Assignment :: From start to end, print the entire listing below exactly.

Source records START

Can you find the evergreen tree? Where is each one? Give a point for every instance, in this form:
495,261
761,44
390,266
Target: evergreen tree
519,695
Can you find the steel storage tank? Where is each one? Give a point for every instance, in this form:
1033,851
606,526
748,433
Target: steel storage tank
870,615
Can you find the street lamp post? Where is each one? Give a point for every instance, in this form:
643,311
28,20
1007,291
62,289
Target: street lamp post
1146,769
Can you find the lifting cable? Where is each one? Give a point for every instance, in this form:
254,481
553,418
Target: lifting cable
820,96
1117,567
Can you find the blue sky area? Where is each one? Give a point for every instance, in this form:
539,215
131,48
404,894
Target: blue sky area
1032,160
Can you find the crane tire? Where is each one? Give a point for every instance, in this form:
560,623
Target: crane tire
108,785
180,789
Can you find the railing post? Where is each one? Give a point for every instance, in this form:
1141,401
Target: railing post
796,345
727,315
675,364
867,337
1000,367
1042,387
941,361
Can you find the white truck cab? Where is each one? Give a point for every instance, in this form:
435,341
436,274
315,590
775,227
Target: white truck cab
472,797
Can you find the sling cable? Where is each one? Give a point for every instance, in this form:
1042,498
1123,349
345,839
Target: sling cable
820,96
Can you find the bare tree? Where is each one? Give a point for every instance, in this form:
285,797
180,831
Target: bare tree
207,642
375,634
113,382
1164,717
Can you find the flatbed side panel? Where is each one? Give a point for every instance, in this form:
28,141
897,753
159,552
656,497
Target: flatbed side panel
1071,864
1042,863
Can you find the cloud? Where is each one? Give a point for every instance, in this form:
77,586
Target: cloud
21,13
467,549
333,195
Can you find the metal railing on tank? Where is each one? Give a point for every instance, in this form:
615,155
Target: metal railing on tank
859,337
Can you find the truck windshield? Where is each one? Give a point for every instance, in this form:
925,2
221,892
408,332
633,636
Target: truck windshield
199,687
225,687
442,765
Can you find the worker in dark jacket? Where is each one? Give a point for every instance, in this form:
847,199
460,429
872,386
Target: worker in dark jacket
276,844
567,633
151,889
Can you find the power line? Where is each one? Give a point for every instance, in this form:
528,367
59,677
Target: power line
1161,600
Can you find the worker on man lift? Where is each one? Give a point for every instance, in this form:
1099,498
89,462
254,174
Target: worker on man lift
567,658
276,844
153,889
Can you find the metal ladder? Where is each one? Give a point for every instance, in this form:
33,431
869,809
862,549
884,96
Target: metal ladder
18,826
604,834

Source records END

Exercise output ::
Can you find the evergreen tree? Where is each one? Give a point for every instance, in this form:
495,261
761,44
390,266
Target: evergreen tree
519,695
Can you find the steel storage tank? Where is each one? Give a point for every instance, in this form:
1033,851
606,526
748,433
Target: steel storage tank
870,615
Can you find the street lamp post? Where is each one? Give a point for every instance, in this form:
643,311
28,20
1007,291
62,289
Target: street lamp post
1146,769
Can you find the lifting cable? Where is each one? Give a point for every instance, in this form:
254,481
553,418
Target: lifting cable
820,96
1117,567
Can you find the blue sky area? Where is each one? Give a point for every instance, in this form:
539,215
131,48
404,894
Target: blue sky area
1032,160
Can you find the crane tire? Where is each one? Give a point for every instance, in this form:
560,623
Target: crane tire
108,785
180,789
Can you find the railing post? Where is each one? Give a point for every instance, in this form:
1141,401
Target: railing post
796,345
727,315
675,364
867,337
1000,367
1042,387
941,361
Can you find the white truck cab? Where is each one? Give a point for every instance, in this form:
435,341
436,274
315,590
775,227
Target: white truck cab
472,797
Can you find the sling cable? Where is each one? Give a point for every instance, in this form:
1042,498
1123,349
345,839
Target: sling cable
820,96
Can you find the bare tree? Where is each one? Give a point for every instance, in this form:
285,797
180,831
Target: bare tree
207,642
375,634
113,382
1164,717
Can you find the flatbed side panel? Where is each one? Give a point for every instance, in this form:
28,141
897,753
159,552
656,497
Target: flatbed side panel
1071,864
1042,863
Can you find the cloud? Where is each one? Give a point for every instance, in this form:
77,586
Target: cloud
21,13
467,549
333,195
Can you find the metal railing on tank? Where is each one? Give a point for every instance, in this form:
615,155
Target: metal railing on tank
859,337
Can you find the truck windshield? Where is each one? Give a point for every instance, in this form:
925,2
221,892
408,332
633,636
Target: truck windshield
199,687
225,687
442,765
Can you find the worker in dark jacket? Where is each one? Give a point for every instance, in this form:
847,199
460,429
872,386
Target: worker in dark jacket
276,844
567,633
151,889
Can you find the power line? Where is each one? Give a point for every instance, in this form:
528,367
59,677
Target: power line
1161,600
Can you find the worker on man lift? Where is each one? Give a point for every instance, in this form:
1099,498
89,462
254,174
Target: worker on man lift
567,658
276,844
153,889
Can you find the metal ladder? Where is each one? Give a point for every instance, in this form:
33,431
869,809
862,549
884,96
Target: metal ladder
18,826
604,834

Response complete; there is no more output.